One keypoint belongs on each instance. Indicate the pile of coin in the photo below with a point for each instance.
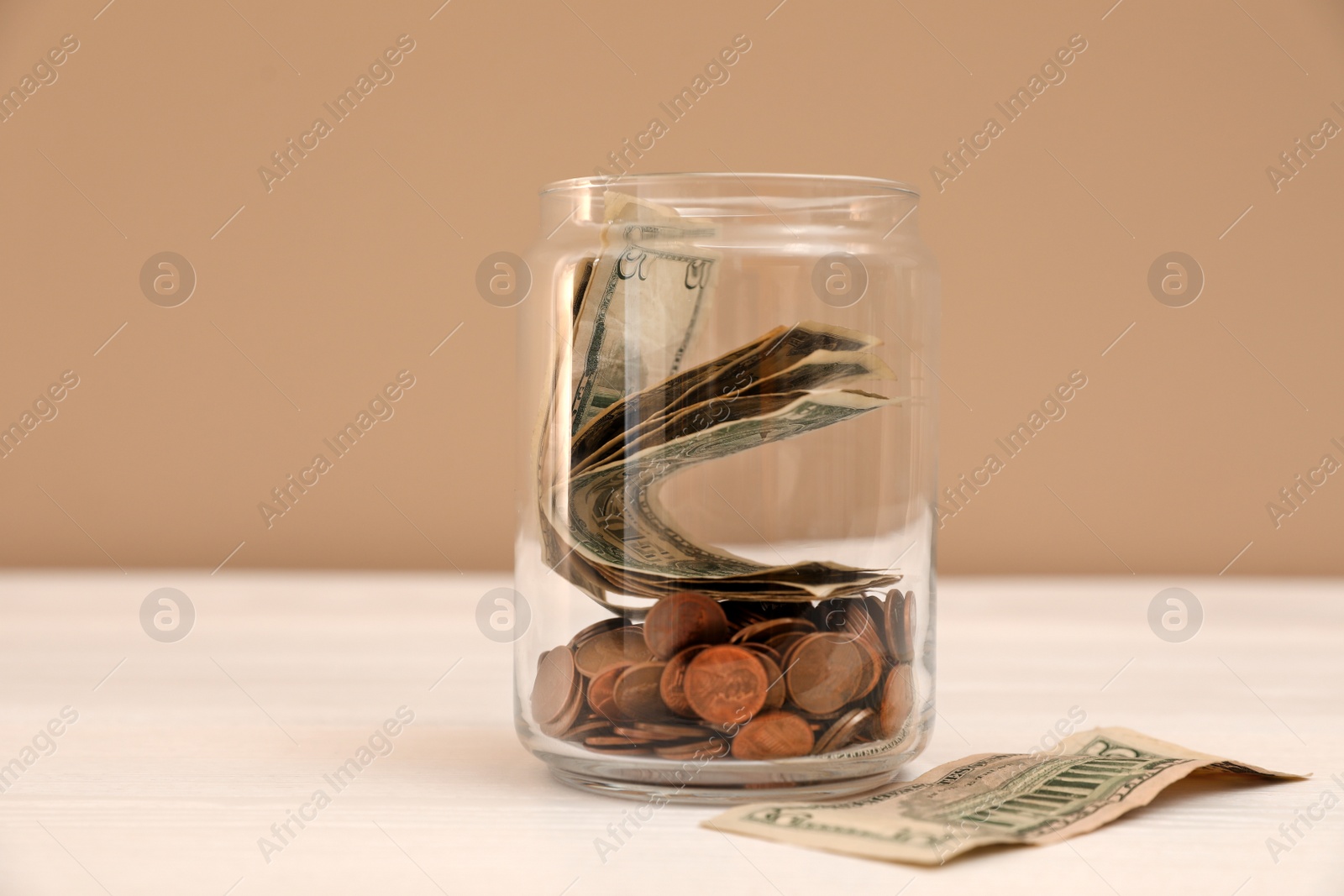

...

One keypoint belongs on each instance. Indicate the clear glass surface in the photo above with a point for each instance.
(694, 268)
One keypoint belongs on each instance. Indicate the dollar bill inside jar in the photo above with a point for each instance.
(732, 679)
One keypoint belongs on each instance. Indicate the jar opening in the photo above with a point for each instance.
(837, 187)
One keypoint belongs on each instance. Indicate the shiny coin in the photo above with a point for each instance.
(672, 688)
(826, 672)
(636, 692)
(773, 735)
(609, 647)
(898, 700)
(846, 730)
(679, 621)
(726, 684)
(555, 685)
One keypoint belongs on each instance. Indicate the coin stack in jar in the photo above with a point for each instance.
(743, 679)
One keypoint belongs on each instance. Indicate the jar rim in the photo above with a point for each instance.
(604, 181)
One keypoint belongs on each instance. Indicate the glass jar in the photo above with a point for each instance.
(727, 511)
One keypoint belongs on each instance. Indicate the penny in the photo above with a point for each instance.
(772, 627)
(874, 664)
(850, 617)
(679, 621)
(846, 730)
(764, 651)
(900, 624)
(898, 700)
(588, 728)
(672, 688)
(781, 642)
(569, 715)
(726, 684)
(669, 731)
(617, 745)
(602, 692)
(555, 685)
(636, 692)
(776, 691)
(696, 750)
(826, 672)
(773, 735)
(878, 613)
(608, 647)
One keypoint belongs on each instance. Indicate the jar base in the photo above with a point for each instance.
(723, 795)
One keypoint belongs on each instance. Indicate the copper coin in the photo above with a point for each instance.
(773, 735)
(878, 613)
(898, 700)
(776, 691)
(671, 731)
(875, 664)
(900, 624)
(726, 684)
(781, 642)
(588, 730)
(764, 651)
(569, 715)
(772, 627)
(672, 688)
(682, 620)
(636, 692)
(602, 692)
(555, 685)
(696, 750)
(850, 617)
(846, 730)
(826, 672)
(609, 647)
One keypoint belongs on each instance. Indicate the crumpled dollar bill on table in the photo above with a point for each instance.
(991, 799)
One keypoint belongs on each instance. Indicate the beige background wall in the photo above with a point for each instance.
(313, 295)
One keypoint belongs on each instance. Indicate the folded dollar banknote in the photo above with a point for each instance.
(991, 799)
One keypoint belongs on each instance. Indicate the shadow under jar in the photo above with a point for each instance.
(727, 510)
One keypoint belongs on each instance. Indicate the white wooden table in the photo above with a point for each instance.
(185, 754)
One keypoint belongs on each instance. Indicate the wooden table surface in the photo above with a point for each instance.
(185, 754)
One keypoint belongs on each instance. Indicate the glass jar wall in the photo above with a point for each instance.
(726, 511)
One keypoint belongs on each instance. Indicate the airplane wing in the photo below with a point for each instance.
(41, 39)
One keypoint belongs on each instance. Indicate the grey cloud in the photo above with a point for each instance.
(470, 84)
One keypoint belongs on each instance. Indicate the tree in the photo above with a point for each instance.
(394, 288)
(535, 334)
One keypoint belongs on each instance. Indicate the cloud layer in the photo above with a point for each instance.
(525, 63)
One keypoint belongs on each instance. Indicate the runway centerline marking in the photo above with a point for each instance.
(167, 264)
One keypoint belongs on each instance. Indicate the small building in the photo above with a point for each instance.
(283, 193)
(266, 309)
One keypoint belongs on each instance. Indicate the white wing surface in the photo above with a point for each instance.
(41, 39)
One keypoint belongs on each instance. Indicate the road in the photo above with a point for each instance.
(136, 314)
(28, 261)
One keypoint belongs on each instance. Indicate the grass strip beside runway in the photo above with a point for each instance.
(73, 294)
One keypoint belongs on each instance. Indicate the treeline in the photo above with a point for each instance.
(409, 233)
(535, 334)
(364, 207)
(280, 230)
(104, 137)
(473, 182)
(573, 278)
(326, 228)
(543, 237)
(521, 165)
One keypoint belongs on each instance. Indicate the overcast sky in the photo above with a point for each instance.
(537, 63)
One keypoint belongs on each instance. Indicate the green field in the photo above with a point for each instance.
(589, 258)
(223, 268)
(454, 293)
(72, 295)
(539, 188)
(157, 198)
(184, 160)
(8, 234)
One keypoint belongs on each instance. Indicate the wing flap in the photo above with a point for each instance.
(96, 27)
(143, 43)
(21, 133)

**What you will do:** Locate each line in the items above that contains the word "dollar", and copy those lines out in full.

**The response:**
One keypoint belongs on each instance. Indicate the dollar bill inside jar in the photo above with a point for each instance.
One keypoint belongs on each instance. Indicate the crumpled dollar bill on table in the photo above with a point for each instance.
One keypoint belongs on each instance. Indicate the folded dollar banknote in the photo above with a point for each instance.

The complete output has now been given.